## Source records
---

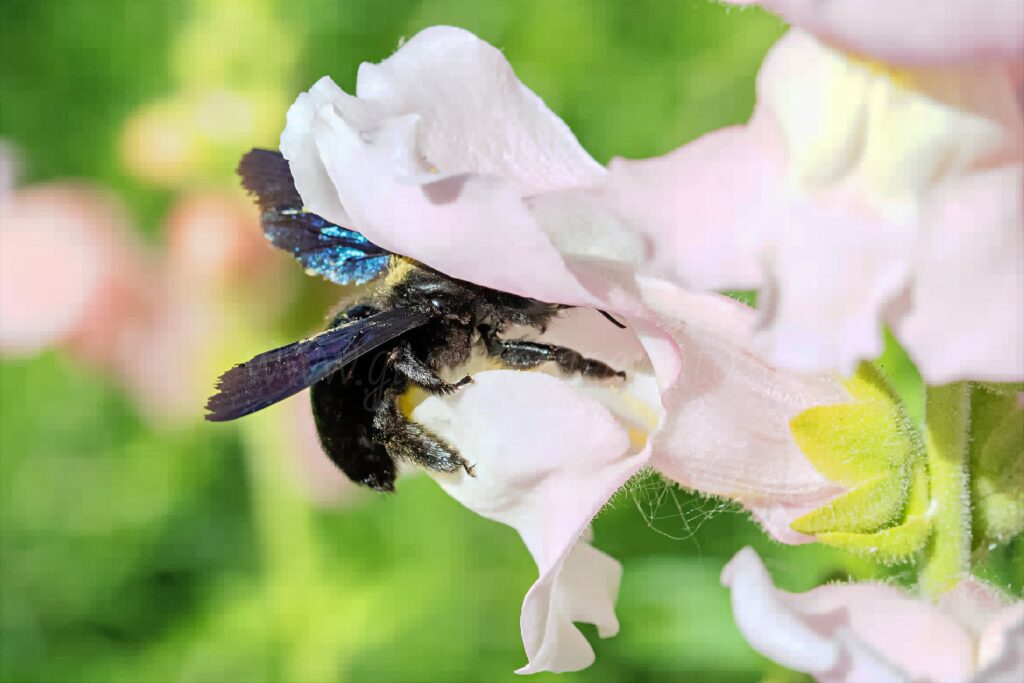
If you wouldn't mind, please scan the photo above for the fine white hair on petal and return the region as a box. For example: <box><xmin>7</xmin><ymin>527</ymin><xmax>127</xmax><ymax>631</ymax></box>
<box><xmin>412</xmin><ymin>370</ymin><xmax>647</xmax><ymax>673</ymax></box>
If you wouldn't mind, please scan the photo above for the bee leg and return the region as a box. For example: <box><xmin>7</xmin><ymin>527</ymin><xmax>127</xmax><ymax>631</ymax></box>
<box><xmin>478</xmin><ymin>325</ymin><xmax>626</xmax><ymax>379</ymax></box>
<box><xmin>388</xmin><ymin>344</ymin><xmax>473</xmax><ymax>396</ymax></box>
<box><xmin>374</xmin><ymin>395</ymin><xmax>473</xmax><ymax>475</ymax></box>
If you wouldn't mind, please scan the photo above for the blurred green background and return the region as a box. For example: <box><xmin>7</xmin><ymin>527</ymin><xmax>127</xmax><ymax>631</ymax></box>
<box><xmin>0</xmin><ymin>0</ymin><xmax>1019</xmax><ymax>683</ymax></box>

---

## What is needed
Format the lines above as a two-column CSV with the headers line_text and answer. Give one row for each line that asks for a box, with that line in the first field and every box that follows it in the second, each field quoted and line breaks replaced by spaces, and leave out the pictures.

## Response
line_text,answer
"If you wouldn't mind, please scan the photo above for the fine white hair on petal and return the region as a box. For example: <box><xmin>7</xmin><ymin>527</ymin><xmax>127</xmax><ymax>631</ymax></box>","<box><xmin>412</xmin><ymin>370</ymin><xmax>647</xmax><ymax>673</ymax></box>"
"If you wouldn't mind, please scan the photo above for the bee leg and return the region as a box. For example: <box><xmin>7</xmin><ymin>527</ymin><xmax>127</xmax><ymax>631</ymax></box>","<box><xmin>478</xmin><ymin>325</ymin><xmax>626</xmax><ymax>379</ymax></box> <box><xmin>388</xmin><ymin>344</ymin><xmax>473</xmax><ymax>396</ymax></box> <box><xmin>374</xmin><ymin>395</ymin><xmax>473</xmax><ymax>475</ymax></box>"
"If you wouldn't mind, please scan the photo above for the blurred green background and return the region as a box. For example: <box><xmin>7</xmin><ymin>527</ymin><xmax>127</xmax><ymax>631</ymax></box>","<box><xmin>0</xmin><ymin>0</ymin><xmax>1019</xmax><ymax>683</ymax></box>"